TASK DESCRIPTION
Reproduce the part of the forum thread on how members found FishForums that begins at the words "## FuzzyDragon09 (Sep" and stops after the words "redpaulhus (Jan 18, 2005)".

PASSAGE SHOWN
┌────────

# How Did You Find FishForums?



## Guest (Oct 11, 2008)

The title says it all


----------



## lohachata (Jan 27, 2006)

i was drugged and shainghai'd.


----------



## ThatFishKid (Aug 9, 2008)

I was googling a question about my dragon goby I used to have, when all of a sudden...


----------



## Buggy (Oct 17, 2006)

Like most newbs, I was trying to find what fish I could have and why the ones I got from Petco kept dieing on me. And also like most newbs, I got a LOT of bad info before I accidentally found this site.


----------



## Ron the handyman (Jan 18, 2005)

It once belonged to the club. Shaggy asked and Mark sold it. R.


----------



## Georgia Peach (Sep 23, 2005)

gosh, its been so long ago, I think I found it through google


----------



## Asully70 (Aug 22, 2008)

I found it through google too. i think i typed in something like fish help or fish forum maybe


----------



## FuzzyDragon09 (Sep 29, 2008)

I think I typed in "Fish Forums" into Google. I can't really remember I was so freaked out. Did you know that if you accidentally forget the "s" in fishforums.com you will go to a different but almost identical site to this one? It has a similar look to it. I didn't know there were so many fish forums. Before I joined this site I thought fish lovers were few and far between.


----------



## redpaulhus (Jan 18, 2005)

└────────

SUPPLIED DATA
┌────────

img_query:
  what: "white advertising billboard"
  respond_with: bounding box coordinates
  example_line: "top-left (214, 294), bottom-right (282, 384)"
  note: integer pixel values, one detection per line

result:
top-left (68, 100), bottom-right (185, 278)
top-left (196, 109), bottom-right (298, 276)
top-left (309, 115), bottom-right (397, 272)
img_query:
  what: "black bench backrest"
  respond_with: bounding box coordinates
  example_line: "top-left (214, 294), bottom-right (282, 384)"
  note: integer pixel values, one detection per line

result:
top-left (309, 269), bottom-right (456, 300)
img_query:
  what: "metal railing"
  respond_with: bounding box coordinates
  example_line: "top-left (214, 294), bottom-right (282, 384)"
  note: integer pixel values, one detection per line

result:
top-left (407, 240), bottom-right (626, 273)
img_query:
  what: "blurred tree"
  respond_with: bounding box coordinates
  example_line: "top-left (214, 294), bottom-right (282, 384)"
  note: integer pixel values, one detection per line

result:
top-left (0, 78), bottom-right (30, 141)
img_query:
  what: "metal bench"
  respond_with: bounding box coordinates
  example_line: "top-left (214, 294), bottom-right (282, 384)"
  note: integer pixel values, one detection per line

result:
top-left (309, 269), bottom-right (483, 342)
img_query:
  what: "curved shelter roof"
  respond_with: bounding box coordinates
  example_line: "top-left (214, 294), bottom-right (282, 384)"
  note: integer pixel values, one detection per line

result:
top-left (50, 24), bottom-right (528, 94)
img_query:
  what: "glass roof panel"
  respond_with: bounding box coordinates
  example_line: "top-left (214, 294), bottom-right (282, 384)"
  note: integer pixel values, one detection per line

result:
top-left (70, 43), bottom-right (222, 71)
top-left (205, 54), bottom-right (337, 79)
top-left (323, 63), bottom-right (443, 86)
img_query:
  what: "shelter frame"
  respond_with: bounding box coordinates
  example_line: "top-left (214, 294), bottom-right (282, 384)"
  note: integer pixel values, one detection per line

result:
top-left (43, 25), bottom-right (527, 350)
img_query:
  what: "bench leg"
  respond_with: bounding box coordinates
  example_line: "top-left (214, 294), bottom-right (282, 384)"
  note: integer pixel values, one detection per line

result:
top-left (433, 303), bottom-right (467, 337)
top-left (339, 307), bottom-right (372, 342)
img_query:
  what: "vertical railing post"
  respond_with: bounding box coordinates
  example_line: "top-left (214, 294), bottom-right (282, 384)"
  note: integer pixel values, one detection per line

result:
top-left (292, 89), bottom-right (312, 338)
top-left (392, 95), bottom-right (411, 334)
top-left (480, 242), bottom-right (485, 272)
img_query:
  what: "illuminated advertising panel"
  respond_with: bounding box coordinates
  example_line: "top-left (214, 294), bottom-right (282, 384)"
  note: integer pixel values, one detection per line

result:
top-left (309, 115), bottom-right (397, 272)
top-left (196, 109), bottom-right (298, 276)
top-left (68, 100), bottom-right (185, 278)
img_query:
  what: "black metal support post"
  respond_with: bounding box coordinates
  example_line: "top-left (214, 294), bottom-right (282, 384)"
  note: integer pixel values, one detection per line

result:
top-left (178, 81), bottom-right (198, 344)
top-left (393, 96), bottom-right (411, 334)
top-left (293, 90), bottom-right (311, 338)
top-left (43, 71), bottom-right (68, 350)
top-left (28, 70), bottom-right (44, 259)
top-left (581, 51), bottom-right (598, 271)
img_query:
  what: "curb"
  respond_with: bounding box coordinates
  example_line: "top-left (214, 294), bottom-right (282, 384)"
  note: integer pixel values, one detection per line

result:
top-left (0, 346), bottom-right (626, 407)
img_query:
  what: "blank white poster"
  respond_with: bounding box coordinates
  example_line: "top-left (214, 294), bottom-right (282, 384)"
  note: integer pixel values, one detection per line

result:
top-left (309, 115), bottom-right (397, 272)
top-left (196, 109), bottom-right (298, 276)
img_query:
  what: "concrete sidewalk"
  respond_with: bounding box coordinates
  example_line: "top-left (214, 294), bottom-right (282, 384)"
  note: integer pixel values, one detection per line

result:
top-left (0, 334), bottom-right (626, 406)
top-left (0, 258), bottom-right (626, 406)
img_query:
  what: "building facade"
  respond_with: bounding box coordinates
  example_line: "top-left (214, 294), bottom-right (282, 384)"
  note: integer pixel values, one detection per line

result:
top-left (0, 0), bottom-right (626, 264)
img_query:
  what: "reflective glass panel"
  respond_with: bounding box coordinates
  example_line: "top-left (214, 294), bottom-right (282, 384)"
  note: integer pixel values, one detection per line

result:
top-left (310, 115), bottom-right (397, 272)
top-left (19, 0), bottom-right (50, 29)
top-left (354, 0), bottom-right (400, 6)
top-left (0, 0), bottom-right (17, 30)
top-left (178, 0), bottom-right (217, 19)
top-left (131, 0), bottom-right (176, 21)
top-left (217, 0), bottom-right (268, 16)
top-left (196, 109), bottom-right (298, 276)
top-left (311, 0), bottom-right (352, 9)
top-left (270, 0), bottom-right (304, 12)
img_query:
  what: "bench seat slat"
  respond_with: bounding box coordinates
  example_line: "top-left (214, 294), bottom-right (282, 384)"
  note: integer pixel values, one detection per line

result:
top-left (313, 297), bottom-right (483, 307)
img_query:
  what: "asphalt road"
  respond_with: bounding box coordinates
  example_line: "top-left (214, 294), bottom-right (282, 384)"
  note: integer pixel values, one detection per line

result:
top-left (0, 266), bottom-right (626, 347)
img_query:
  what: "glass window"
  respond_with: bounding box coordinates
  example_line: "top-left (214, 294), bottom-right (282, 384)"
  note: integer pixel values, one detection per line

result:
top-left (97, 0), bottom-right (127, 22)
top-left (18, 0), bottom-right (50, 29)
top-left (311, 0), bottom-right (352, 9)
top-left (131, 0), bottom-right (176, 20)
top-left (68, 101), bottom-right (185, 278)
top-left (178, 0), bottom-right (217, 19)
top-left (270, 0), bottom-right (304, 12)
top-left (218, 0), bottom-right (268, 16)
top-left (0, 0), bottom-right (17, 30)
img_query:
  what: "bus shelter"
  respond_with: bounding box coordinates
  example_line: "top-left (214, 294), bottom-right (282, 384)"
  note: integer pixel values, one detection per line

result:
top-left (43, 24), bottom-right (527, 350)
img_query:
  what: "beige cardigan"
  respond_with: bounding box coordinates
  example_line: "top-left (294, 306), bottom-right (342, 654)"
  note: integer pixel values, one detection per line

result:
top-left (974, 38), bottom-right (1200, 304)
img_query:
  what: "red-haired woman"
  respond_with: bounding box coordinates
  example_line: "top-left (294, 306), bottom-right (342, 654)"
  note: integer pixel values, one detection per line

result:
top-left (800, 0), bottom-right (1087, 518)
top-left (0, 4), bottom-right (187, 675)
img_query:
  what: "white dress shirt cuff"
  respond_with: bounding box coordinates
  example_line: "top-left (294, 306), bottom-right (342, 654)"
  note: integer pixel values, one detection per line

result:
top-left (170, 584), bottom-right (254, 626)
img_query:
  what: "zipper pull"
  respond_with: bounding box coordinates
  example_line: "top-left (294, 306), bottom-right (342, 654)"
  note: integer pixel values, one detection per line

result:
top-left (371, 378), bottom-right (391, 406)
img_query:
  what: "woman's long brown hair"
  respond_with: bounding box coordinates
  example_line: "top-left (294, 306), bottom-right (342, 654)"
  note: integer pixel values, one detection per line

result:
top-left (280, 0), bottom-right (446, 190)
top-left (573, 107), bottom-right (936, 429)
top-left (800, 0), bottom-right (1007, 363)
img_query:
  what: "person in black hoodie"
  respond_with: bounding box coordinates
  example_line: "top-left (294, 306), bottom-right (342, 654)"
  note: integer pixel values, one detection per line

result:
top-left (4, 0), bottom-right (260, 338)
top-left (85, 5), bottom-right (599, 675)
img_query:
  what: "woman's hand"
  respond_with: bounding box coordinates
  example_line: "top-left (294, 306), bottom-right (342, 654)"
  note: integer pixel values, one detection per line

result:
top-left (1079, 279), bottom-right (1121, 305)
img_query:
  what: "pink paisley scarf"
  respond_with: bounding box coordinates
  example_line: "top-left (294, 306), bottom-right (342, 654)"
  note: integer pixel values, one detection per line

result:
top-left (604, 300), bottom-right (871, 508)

└────────

OUTPUT FOR THIS TASK
## FuzzyDragon09 (Sep 29, 2008)

I think I typed in "Fish Forums" into Google. I can't really remember I was so freaked out. Did you know that if you accidentally forget the "s" in fishforums.com you will go to a different but almost identical site to this one? It has a similar look to it. I didn't know there were so many fish forums. Before I joined this site I thought fish lovers were few and far between.


----------



## redpaulhus (Jan 18, 2005)